_What the task requires_
The answer should be the lines from the one with "Annotate the flock" through the final line of the entries, restated word for word.

_Exercise input_

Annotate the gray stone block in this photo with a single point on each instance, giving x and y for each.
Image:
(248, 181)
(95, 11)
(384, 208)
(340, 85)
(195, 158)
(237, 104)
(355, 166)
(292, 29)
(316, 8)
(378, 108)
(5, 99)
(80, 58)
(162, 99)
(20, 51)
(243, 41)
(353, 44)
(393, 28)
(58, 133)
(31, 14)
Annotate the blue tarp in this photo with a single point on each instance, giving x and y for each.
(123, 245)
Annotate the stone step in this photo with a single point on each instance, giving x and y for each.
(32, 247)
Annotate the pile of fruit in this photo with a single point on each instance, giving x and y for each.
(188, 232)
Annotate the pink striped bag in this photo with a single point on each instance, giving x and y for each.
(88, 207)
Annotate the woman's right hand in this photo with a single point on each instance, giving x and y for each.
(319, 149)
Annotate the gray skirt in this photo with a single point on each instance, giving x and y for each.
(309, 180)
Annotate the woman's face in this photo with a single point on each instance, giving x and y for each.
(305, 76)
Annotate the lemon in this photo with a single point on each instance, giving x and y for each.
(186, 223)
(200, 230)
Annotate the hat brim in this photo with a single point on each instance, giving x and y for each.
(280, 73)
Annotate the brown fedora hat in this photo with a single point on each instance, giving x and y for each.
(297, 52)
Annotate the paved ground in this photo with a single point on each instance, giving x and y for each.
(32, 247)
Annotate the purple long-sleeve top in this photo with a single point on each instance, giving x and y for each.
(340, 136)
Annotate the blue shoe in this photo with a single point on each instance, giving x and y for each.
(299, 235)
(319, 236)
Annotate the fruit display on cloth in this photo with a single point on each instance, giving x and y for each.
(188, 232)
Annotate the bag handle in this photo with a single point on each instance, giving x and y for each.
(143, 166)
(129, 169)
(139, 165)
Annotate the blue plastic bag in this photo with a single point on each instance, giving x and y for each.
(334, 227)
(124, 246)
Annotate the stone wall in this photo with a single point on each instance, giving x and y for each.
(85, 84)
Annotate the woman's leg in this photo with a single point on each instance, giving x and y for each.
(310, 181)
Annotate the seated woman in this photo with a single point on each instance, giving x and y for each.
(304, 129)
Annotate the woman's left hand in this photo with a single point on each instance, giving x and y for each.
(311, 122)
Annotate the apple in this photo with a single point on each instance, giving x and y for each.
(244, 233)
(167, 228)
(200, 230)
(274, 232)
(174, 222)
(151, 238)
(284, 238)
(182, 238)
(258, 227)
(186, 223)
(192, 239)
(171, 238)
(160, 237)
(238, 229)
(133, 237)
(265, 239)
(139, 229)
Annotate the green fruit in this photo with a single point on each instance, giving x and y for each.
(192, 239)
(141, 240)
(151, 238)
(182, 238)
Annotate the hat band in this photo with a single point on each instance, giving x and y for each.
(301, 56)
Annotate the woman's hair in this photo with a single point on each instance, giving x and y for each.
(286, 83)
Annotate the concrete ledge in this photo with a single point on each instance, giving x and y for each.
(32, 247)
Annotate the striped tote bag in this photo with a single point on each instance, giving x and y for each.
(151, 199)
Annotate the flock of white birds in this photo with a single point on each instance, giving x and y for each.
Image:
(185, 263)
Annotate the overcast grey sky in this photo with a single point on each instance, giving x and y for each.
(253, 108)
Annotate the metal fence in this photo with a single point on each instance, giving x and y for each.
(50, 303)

_Finished exercise_
Annotate the flock of white birds in this photo with a single point on each instance, giving x and y for each.
Image:
(185, 263)
Annotate the overcast grey sky in this photo with a single point on each instance, giving x and y for each.
(253, 108)
Annotate the metal fence in this photo with a single point on each instance, giving x and y for each.
(50, 303)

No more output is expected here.